◆ **Short problem**
Pick out every line in the entries below that contains the word "turban", and copy each one.

◆ **Dataset entries**
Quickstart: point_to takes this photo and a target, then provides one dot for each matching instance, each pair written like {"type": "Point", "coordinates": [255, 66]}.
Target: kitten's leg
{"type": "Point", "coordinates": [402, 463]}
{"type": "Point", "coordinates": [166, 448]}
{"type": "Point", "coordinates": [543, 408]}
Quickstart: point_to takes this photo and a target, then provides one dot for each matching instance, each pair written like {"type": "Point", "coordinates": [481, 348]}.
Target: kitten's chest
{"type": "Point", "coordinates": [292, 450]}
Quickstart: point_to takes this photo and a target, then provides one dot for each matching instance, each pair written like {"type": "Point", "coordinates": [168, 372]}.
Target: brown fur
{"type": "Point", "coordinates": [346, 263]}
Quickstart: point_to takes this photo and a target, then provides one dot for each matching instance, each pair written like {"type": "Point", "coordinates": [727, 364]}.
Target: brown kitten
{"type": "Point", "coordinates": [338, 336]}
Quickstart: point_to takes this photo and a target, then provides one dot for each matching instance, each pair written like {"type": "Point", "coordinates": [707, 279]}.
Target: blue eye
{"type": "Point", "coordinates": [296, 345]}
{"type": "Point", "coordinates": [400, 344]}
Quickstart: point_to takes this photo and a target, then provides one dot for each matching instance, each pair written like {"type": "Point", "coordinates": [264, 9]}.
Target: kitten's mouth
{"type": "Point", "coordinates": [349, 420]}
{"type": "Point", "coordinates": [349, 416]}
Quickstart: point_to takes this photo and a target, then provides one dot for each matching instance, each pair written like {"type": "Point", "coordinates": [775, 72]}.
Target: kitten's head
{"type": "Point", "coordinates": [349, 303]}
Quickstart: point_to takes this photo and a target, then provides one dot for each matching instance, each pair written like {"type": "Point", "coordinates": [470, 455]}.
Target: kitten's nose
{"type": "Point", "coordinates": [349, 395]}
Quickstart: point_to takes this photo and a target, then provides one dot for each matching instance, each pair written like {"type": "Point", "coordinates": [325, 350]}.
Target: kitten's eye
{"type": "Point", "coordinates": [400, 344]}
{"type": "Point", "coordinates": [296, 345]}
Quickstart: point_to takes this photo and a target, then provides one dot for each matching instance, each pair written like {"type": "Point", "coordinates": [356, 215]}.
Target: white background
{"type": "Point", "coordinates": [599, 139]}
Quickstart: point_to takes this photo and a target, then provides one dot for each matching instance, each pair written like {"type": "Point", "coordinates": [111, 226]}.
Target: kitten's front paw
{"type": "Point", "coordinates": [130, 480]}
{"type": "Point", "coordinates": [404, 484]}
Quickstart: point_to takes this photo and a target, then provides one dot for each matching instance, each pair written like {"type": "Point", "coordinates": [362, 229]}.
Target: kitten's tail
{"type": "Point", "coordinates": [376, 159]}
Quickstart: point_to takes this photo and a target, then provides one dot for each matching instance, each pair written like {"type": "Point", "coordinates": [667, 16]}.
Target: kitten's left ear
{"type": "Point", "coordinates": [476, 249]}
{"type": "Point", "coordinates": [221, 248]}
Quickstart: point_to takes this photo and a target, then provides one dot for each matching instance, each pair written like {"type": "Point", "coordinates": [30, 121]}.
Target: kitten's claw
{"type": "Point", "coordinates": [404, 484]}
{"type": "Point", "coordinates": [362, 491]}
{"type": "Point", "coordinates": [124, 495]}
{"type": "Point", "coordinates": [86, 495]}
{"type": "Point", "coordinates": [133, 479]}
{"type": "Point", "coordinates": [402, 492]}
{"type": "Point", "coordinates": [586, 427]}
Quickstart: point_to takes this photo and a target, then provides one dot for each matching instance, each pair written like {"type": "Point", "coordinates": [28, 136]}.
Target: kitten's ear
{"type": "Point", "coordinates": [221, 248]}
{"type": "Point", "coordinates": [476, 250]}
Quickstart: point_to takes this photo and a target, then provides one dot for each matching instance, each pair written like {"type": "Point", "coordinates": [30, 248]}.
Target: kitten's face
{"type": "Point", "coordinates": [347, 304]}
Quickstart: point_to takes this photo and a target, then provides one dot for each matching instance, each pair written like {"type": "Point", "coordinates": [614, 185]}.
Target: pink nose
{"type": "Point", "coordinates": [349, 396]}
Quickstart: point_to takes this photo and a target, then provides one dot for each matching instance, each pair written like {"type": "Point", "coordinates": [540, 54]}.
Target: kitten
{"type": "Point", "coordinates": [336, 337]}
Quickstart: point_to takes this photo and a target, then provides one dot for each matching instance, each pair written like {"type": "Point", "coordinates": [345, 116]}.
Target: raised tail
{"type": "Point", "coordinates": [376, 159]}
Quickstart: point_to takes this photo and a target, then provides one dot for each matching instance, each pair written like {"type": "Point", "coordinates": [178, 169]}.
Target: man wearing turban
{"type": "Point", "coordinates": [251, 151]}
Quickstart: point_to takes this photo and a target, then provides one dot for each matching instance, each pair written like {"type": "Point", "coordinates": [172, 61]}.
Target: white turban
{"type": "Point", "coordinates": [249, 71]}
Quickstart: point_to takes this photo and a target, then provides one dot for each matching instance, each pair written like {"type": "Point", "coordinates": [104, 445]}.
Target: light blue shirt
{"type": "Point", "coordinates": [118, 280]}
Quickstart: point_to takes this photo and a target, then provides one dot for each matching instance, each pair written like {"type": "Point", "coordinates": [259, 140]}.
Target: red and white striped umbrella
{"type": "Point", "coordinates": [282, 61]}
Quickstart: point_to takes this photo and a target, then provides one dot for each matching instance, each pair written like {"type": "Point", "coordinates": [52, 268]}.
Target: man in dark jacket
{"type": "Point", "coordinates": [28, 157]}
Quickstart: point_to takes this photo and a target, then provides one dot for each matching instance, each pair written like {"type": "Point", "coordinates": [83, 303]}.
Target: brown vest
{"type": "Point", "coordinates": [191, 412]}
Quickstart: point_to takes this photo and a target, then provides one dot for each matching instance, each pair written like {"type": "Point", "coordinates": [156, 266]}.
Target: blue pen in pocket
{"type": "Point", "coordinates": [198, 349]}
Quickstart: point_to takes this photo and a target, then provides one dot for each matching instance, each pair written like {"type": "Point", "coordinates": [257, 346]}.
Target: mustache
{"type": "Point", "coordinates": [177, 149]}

◆ **Problem solution**
Target: man wearing turban
Target: white turban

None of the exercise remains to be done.